Find every line in the entries below that contains the word "green", and copy each of those lines.

________________

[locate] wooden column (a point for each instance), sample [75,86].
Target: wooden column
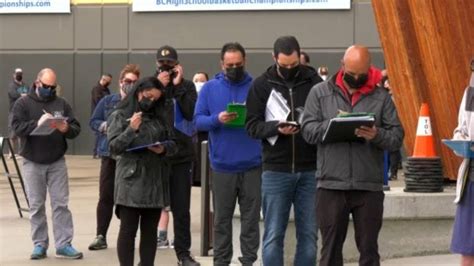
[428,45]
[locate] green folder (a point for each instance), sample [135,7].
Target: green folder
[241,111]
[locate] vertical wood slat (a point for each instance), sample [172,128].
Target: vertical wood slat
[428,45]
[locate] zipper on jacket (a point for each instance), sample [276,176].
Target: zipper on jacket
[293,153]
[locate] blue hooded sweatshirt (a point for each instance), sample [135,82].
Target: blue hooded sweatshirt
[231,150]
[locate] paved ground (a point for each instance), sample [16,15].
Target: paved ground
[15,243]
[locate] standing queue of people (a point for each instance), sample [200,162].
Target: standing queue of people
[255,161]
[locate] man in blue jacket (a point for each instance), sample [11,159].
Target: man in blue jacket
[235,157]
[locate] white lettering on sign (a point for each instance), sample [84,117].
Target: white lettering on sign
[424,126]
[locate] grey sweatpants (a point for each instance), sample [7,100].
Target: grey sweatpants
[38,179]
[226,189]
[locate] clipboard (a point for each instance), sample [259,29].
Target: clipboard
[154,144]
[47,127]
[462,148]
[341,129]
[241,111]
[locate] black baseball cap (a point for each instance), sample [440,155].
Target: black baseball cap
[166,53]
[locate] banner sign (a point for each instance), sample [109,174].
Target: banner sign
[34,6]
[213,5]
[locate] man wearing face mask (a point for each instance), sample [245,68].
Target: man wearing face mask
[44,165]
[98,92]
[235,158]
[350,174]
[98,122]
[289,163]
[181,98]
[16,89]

________________

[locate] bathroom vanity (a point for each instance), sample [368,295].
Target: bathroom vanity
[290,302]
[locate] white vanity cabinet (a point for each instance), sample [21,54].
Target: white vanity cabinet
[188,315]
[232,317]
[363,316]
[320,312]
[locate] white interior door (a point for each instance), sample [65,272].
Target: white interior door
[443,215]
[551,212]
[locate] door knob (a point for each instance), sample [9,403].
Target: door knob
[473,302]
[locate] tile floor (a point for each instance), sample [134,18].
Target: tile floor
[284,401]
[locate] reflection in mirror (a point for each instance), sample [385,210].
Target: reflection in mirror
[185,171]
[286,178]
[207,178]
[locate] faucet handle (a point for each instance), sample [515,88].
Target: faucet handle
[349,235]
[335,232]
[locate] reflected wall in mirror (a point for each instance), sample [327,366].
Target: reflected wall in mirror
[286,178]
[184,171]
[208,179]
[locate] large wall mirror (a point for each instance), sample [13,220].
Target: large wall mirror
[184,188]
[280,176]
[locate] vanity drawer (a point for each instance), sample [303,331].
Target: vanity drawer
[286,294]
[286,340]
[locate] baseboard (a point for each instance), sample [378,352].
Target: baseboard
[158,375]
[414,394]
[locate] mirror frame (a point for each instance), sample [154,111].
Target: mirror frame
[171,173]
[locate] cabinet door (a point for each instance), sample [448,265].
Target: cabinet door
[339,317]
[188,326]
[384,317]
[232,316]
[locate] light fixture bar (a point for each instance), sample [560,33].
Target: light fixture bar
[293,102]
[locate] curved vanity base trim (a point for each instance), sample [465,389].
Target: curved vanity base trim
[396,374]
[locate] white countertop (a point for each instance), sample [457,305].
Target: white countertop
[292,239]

________________

*Problem solution*.
[locate] green folder (a point for each instance), sample [135,7].
Target: green folder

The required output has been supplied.